• Problem:
Filter the entries for lines with the word "below".
-- Opening Marker --
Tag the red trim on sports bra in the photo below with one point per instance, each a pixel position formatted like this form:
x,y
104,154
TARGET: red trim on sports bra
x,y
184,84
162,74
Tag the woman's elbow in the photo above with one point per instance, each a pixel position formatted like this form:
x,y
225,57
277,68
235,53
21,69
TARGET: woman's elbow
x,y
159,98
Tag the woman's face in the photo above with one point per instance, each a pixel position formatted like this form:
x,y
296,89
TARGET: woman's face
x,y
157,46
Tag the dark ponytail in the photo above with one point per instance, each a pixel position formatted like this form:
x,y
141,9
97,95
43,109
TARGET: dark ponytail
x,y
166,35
-- Closing Marker --
-- Opening Marker --
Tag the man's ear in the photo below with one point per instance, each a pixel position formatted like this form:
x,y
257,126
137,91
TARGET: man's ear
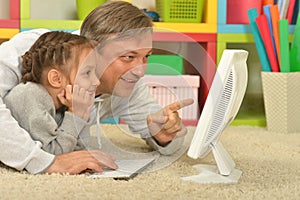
-- Closing Marker --
-- Opening Marker --
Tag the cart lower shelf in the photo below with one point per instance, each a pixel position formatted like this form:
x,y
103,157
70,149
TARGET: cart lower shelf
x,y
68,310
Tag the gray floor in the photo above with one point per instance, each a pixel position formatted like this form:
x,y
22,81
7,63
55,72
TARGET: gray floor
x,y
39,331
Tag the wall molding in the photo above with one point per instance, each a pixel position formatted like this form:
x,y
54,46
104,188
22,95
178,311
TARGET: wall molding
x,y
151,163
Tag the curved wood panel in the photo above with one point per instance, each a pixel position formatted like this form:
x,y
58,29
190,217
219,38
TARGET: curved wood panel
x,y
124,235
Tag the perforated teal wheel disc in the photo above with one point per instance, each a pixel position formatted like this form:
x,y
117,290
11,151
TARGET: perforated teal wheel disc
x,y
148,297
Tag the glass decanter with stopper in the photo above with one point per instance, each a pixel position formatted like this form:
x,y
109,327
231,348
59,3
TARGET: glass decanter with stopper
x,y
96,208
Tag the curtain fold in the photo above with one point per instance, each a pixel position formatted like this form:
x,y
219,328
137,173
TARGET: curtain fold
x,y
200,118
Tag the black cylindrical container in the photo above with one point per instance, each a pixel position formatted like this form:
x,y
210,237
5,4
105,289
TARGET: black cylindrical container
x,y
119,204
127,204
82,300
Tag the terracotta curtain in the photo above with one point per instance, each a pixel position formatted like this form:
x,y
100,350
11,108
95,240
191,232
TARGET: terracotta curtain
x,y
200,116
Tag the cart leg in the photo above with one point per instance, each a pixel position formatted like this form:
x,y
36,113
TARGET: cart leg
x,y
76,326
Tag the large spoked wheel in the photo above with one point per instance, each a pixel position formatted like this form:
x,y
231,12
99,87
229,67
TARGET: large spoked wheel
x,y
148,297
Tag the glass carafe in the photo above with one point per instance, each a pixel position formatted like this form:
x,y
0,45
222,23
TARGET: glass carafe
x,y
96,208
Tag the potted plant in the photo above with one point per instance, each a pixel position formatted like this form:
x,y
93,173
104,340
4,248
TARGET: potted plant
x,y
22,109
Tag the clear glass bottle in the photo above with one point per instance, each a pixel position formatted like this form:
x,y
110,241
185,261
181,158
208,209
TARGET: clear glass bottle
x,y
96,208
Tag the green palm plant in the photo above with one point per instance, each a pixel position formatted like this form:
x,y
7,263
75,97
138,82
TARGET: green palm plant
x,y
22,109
-- Closing Marker --
• Solved exercise:
Tag the red trim on sports bra in the photo below with one point per instance, each a pixel position formatted like this form:
Tag the man's ear in the photo below with one point per instance, each a pixel position formatted like this form:
Tag the cart lower shelf in the photo below with one point per instance, each a pixel position formatted like this form:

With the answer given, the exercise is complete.